-- Excerpt to read start --

But Kudryk believes that, invoking press freedom, Italian journalists actually “sacrificed professional principles of providing reliable, verified, unbiased information.” 

She also believes that the Italian media wanted to see someone punished for Rochelli’s killing, and Markiv simply fit the situation. He had Italian citizenship, spoke Italian, was part of the Ukrainian military in the conflict zone and happened to arrive in Italy for a visit.

In response, the Embassy of Ukraine in Italy addressed a letter to the chief editor of La Repubblica stressing the importance of objectivity. The editorial office offered the diplomats to publish a short remark on their website. 

Ukraine’s Verkhovna Rada also approved an address to the President of Italy and the Italian parliament, asking them to “ensure the transparency, objectivity, and impartiality of the appeal proceedings.” Officials in Rome have been keeping their distance from the case, claiming impartiality and the independence of the judicial system.

-- Excerpt to read end --
-- Provided material start --

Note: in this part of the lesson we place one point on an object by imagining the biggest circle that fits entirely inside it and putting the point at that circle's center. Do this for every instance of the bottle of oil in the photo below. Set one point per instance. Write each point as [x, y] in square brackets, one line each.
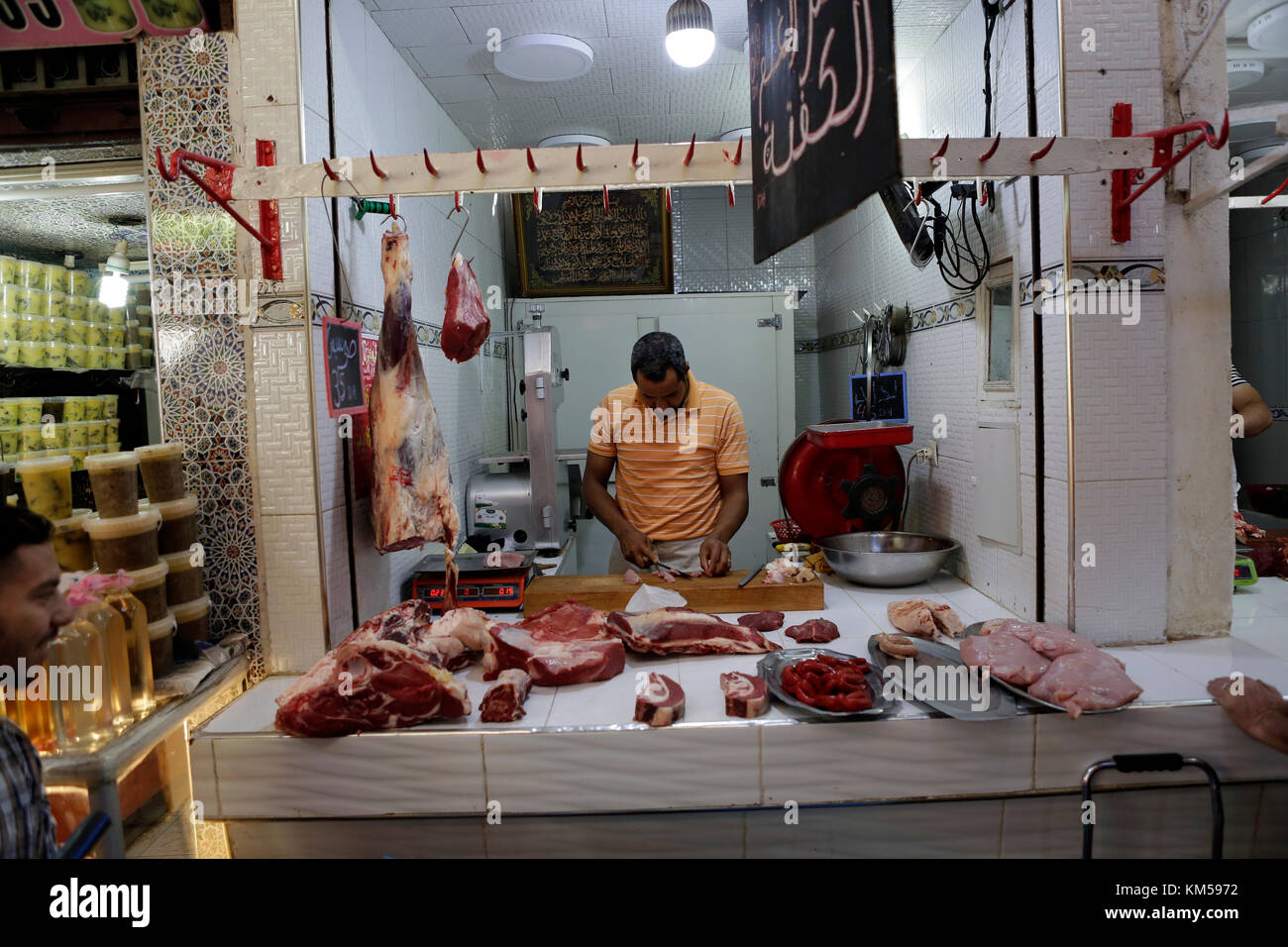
[31, 710]
[82, 710]
[116, 650]
[138, 643]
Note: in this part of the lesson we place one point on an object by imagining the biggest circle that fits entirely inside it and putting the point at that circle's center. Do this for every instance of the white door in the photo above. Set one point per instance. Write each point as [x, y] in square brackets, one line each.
[724, 346]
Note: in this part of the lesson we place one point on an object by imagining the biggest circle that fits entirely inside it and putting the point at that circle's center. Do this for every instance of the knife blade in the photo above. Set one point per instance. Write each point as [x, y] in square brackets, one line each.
[752, 575]
[671, 569]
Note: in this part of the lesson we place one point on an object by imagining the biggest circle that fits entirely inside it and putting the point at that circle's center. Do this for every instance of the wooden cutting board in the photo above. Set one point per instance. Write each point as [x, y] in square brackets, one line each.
[715, 595]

-- Provided material end --

Tasks
a: According to the excerpt on the Markiv case, what did the editorial office of La Repubblica offer the Ukrainian diplomats?
b: Extend the excerpt on the Markiv case with the next few sentences.

Task-by-task results
a: It offered to publish a short remark from them on its website.

b:
Ukrainian National Guard serviceman Vitaliy Markiv and his wife Diana Markiv pose for pictures with fellow National Guard service people during a ceremony for his arrival in Kyiv on Nov. 4, 2020. (Kostyantyn Chernichkin)

Morani’s article 

But many in Ukraine felt the case was anything but impartial.

A key piece of evidence in the investigation was an article published by journalist Ilaria Morani on the website of Corriere della Sera, an Italian media agency. According to the Ukraine Crisis Media Centre, Markiv’s pre-trial detention order was based upon the testimony of Morani and Marcello Fauci, another Italian journalist who worked on the article.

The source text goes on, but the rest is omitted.